→ **Given records**
§

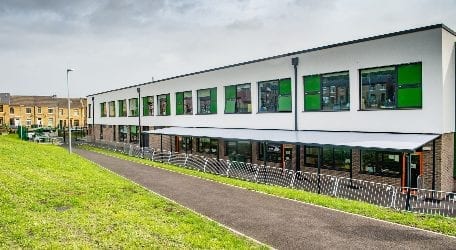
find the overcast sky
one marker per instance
(113, 44)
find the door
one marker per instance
(416, 170)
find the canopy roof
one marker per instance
(383, 141)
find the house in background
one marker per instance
(376, 109)
(41, 111)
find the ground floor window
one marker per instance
(336, 158)
(122, 133)
(134, 131)
(207, 146)
(238, 150)
(273, 152)
(381, 163)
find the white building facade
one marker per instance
(399, 83)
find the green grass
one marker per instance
(434, 223)
(50, 199)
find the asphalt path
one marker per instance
(280, 223)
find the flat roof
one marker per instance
(381, 141)
(435, 26)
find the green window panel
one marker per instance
(284, 103)
(311, 83)
(230, 99)
(168, 105)
(179, 103)
(312, 102)
(145, 106)
(409, 74)
(409, 97)
(213, 107)
(285, 86)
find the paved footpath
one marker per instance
(281, 223)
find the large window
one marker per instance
(274, 96)
(112, 109)
(123, 131)
(207, 146)
(134, 132)
(184, 103)
(336, 158)
(393, 87)
(207, 101)
(148, 105)
(381, 163)
(273, 152)
(327, 92)
(133, 107)
(122, 104)
(238, 99)
(164, 105)
(238, 150)
(102, 109)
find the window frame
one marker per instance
(259, 111)
(212, 102)
(320, 91)
(396, 87)
(236, 97)
(183, 111)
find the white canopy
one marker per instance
(384, 141)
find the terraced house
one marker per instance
(380, 108)
(41, 111)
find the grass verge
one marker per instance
(50, 199)
(436, 223)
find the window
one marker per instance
(112, 109)
(381, 163)
(148, 105)
(89, 110)
(393, 87)
(327, 92)
(238, 150)
(273, 152)
(185, 144)
(238, 99)
(275, 96)
(50, 122)
(164, 105)
(122, 133)
(103, 109)
(335, 158)
(184, 103)
(122, 108)
(134, 131)
(133, 107)
(207, 101)
(207, 146)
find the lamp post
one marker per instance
(69, 121)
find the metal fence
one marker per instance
(401, 198)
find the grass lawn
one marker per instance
(50, 199)
(434, 223)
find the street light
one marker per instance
(69, 123)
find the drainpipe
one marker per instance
(295, 62)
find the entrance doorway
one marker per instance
(416, 170)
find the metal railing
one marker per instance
(419, 200)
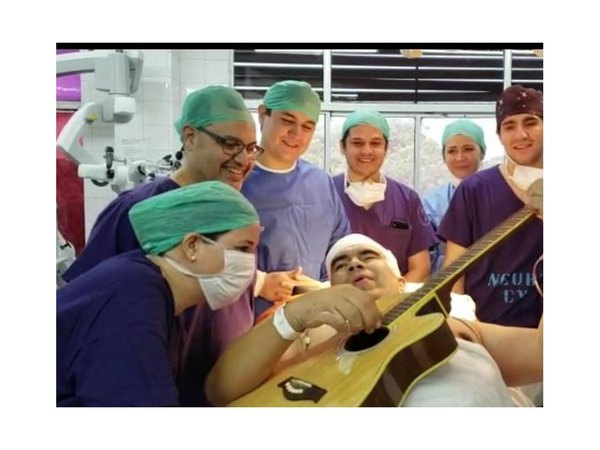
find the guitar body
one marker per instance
(381, 368)
(382, 375)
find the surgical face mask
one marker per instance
(524, 176)
(364, 194)
(224, 288)
(455, 180)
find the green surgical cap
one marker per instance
(367, 117)
(466, 128)
(212, 104)
(161, 222)
(293, 95)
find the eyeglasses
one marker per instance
(232, 146)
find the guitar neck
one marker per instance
(444, 279)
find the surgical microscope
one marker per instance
(118, 73)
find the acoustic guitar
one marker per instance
(380, 369)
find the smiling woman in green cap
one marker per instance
(463, 149)
(379, 206)
(219, 143)
(119, 334)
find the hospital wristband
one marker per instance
(283, 327)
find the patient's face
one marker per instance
(366, 269)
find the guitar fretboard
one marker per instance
(448, 276)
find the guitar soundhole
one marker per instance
(363, 341)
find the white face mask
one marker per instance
(524, 176)
(224, 288)
(364, 194)
(455, 180)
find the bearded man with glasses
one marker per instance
(218, 138)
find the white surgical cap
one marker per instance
(364, 241)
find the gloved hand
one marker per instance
(343, 307)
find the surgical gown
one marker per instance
(398, 222)
(112, 233)
(119, 342)
(302, 217)
(435, 204)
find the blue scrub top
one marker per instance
(302, 217)
(112, 233)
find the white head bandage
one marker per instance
(366, 242)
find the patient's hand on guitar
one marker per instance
(343, 307)
(278, 286)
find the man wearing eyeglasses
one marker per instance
(219, 143)
(301, 213)
(218, 138)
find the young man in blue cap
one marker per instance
(502, 284)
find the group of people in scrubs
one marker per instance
(241, 223)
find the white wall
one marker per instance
(167, 76)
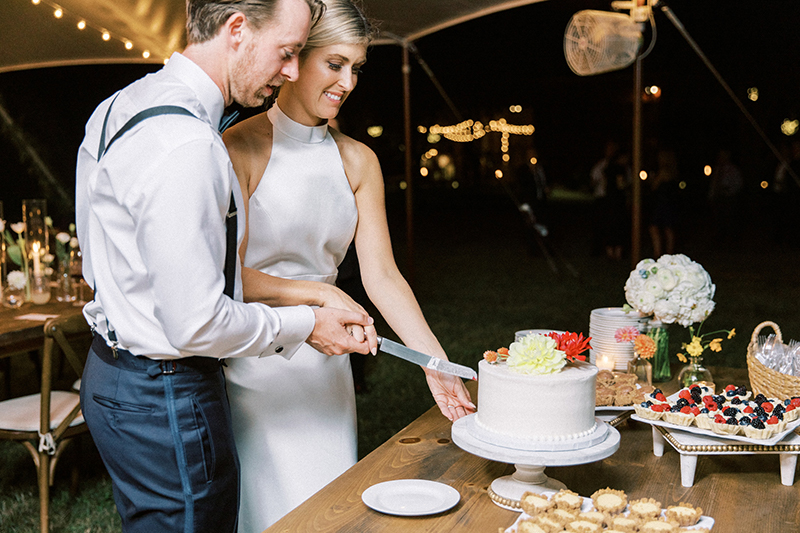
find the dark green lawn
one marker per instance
(477, 283)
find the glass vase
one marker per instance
(34, 213)
(694, 372)
(642, 369)
(65, 287)
(658, 332)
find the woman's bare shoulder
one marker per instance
(354, 153)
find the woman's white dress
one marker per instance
(294, 421)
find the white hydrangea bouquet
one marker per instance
(672, 289)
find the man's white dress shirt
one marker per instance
(151, 226)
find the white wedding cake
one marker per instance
(539, 401)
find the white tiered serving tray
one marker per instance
(506, 491)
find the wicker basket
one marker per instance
(768, 382)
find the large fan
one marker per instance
(601, 41)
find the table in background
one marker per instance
(20, 336)
(742, 493)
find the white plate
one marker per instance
(705, 522)
(615, 408)
(410, 497)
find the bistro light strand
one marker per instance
(82, 24)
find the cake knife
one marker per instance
(434, 363)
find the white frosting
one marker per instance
(551, 408)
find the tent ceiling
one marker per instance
(32, 37)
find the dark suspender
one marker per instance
(230, 218)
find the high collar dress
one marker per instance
(294, 420)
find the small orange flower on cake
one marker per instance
(498, 356)
(645, 346)
(572, 344)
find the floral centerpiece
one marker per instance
(16, 251)
(675, 289)
(541, 354)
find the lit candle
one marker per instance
(605, 362)
(37, 268)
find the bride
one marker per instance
(309, 192)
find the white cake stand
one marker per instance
(507, 491)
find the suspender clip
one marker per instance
(168, 367)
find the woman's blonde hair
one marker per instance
(343, 22)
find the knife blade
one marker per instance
(434, 363)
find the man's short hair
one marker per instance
(204, 18)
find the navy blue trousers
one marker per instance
(166, 440)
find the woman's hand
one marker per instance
(450, 394)
(331, 296)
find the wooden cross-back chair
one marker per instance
(47, 421)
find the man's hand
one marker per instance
(337, 332)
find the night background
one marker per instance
(510, 58)
(476, 270)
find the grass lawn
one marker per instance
(477, 283)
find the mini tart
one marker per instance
(684, 514)
(604, 396)
(645, 508)
(534, 504)
(625, 379)
(759, 433)
(624, 523)
(625, 395)
(791, 413)
(567, 500)
(610, 501)
(562, 516)
(583, 526)
(597, 517)
(528, 525)
(723, 428)
(605, 377)
(549, 524)
(704, 420)
(658, 526)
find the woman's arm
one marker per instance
(384, 283)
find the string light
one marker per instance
(82, 24)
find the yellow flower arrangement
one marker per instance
(697, 346)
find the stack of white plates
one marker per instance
(603, 324)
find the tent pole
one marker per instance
(409, 173)
(636, 166)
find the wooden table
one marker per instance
(742, 493)
(21, 336)
(25, 335)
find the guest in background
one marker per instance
(664, 206)
(724, 193)
(611, 181)
(787, 195)
(533, 192)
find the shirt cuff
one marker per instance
(296, 324)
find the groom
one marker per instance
(155, 193)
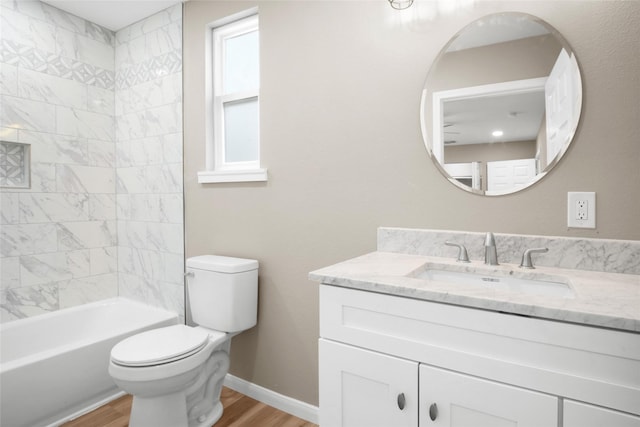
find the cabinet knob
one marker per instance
(433, 411)
(401, 401)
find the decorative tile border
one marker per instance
(14, 165)
(31, 58)
(151, 69)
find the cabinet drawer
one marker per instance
(450, 399)
(581, 415)
(584, 363)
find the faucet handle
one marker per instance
(462, 251)
(526, 257)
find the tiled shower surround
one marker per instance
(102, 114)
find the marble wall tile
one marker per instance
(103, 260)
(51, 148)
(100, 100)
(86, 234)
(42, 87)
(9, 208)
(171, 208)
(29, 301)
(154, 121)
(84, 49)
(152, 23)
(607, 255)
(9, 80)
(102, 207)
(87, 289)
(22, 113)
(59, 79)
(44, 268)
(101, 153)
(70, 121)
(27, 239)
(9, 273)
(43, 177)
(85, 179)
(58, 87)
(53, 207)
(25, 30)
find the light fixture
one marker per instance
(400, 4)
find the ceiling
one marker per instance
(471, 121)
(112, 14)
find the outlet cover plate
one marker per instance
(581, 209)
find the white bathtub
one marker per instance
(53, 367)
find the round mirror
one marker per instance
(501, 104)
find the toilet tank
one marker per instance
(223, 292)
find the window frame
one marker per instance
(217, 169)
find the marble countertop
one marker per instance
(610, 300)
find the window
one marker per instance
(233, 137)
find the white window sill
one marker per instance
(248, 175)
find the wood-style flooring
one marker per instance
(239, 411)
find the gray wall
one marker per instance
(341, 86)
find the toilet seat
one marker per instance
(159, 346)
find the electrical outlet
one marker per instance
(581, 210)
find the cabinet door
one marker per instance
(583, 415)
(449, 398)
(362, 388)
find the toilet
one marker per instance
(175, 373)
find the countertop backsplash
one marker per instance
(606, 255)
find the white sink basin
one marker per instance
(506, 283)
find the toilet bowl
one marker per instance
(175, 373)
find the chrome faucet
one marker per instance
(490, 251)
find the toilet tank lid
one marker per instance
(222, 264)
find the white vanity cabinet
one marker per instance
(366, 388)
(394, 361)
(578, 414)
(453, 399)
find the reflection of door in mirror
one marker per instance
(466, 173)
(560, 99)
(508, 175)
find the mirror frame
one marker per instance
(429, 106)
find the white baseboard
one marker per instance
(286, 404)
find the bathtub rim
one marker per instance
(7, 366)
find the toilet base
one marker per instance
(162, 411)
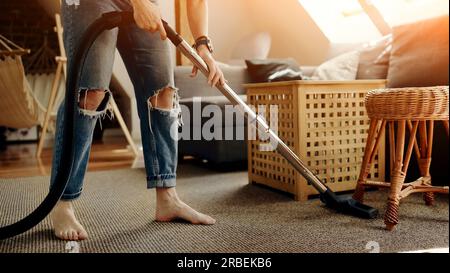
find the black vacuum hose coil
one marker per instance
(106, 22)
(109, 21)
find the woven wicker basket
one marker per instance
(325, 123)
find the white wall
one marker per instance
(294, 33)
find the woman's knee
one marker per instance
(91, 99)
(164, 99)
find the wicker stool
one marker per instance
(416, 109)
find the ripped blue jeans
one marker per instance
(147, 59)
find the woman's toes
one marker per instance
(74, 235)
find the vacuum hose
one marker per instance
(112, 20)
(106, 22)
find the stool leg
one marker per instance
(426, 147)
(397, 178)
(446, 127)
(373, 142)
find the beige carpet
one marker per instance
(118, 213)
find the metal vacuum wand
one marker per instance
(255, 120)
(344, 204)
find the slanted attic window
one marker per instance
(345, 21)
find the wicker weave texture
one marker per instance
(419, 103)
(326, 125)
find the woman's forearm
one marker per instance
(198, 17)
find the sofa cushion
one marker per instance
(341, 68)
(374, 59)
(221, 102)
(261, 70)
(420, 54)
(191, 87)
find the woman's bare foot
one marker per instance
(65, 224)
(169, 207)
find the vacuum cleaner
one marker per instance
(108, 21)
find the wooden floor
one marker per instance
(19, 160)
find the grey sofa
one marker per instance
(216, 151)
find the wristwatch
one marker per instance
(204, 40)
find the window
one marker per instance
(345, 21)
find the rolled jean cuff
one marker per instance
(71, 196)
(162, 181)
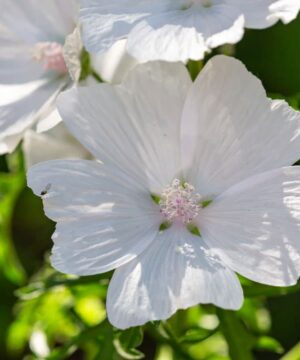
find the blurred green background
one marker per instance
(47, 315)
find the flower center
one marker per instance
(50, 54)
(180, 203)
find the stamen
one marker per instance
(179, 202)
(50, 54)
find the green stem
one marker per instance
(174, 342)
(239, 341)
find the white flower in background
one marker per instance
(56, 143)
(177, 30)
(114, 64)
(208, 155)
(32, 67)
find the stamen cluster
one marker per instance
(180, 203)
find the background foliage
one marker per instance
(47, 315)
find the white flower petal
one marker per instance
(57, 143)
(72, 52)
(175, 272)
(176, 30)
(260, 14)
(49, 121)
(231, 130)
(16, 64)
(113, 65)
(34, 21)
(104, 218)
(134, 126)
(103, 23)
(255, 227)
(182, 35)
(16, 117)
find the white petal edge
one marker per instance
(135, 125)
(175, 272)
(230, 130)
(104, 218)
(255, 227)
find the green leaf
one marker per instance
(127, 341)
(239, 340)
(270, 344)
(196, 335)
(256, 290)
(293, 354)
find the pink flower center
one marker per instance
(50, 54)
(180, 203)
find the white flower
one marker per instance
(114, 64)
(218, 142)
(32, 67)
(177, 30)
(57, 143)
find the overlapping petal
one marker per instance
(104, 217)
(134, 126)
(17, 116)
(176, 271)
(33, 22)
(231, 130)
(176, 30)
(255, 227)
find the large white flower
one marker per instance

§

→ **The task**
Everything from the line containing "find the white petal edge" to the end of the data above should be quoted exactly, please, both ends included, and nothing outside that span.

→ **Correct output**
find the white petal edge
one marker per instance
(135, 125)
(175, 272)
(230, 130)
(104, 218)
(255, 227)
find the green leaf
one marker per instance
(127, 341)
(239, 340)
(270, 344)
(196, 335)
(256, 290)
(293, 354)
find the pink flower center
one marker per instance
(50, 54)
(180, 203)
find the white flower
one marker per instance
(114, 64)
(218, 142)
(32, 67)
(177, 30)
(57, 143)
find the overlapping petal
one marker per instance
(104, 217)
(134, 126)
(17, 116)
(176, 271)
(33, 22)
(231, 130)
(176, 30)
(255, 227)
find the large white flower
one marker per instance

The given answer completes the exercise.